Task inputs

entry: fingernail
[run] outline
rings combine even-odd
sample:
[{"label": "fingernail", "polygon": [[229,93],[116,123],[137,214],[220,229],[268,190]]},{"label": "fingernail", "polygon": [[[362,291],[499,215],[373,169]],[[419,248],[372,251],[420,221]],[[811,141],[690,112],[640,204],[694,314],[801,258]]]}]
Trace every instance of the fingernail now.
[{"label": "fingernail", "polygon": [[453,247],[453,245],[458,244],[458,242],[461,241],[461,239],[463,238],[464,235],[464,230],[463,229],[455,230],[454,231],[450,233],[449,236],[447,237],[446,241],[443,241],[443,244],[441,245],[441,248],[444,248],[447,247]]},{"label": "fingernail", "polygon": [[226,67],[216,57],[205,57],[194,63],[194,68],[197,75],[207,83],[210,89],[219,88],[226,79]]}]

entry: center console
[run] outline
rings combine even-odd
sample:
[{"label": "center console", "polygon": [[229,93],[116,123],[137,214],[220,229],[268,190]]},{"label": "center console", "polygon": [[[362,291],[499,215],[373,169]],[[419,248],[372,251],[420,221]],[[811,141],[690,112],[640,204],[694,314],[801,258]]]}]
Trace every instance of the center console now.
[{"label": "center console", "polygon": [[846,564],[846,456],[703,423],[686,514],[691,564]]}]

Aim of the exercise
What do the records say? Quote them all exactly.

Result below
entry: fingernail
[run] outline
rings combine even-odd
sample:
[{"label": "fingernail", "polygon": [[229,93],[116,123],[137,214],[220,229],[268,190]]},{"label": "fingernail", "polygon": [[[362,291],[499,215],[373,169]],[[419,248],[372,251],[420,221]],[[811,141],[690,112],[640,204],[694,314],[801,258]]]}]
Trace every instance of the fingernail now.
[{"label": "fingernail", "polygon": [[453,247],[453,245],[458,244],[458,242],[461,241],[461,239],[463,238],[464,235],[464,230],[463,229],[455,230],[454,231],[450,233],[449,236],[447,237],[446,241],[443,241],[443,244],[441,245],[441,248],[444,248],[447,247]]},{"label": "fingernail", "polygon": [[226,67],[216,57],[205,57],[194,63],[194,68],[197,75],[207,83],[210,89],[219,88],[226,79]]}]

entry: center console
[run] outline
rings combine even-odd
sample:
[{"label": "center console", "polygon": [[229,93],[116,123],[137,214],[220,229],[268,190]]},{"label": "center console", "polygon": [[[362,291],[499,215],[373,169]],[[419,248],[372,251],[420,221]],[[811,141],[690,112],[640,204],[694,314],[801,258]]]}]
Trace every instance of the center console now.
[{"label": "center console", "polygon": [[846,564],[846,456],[703,423],[686,514],[691,564]]}]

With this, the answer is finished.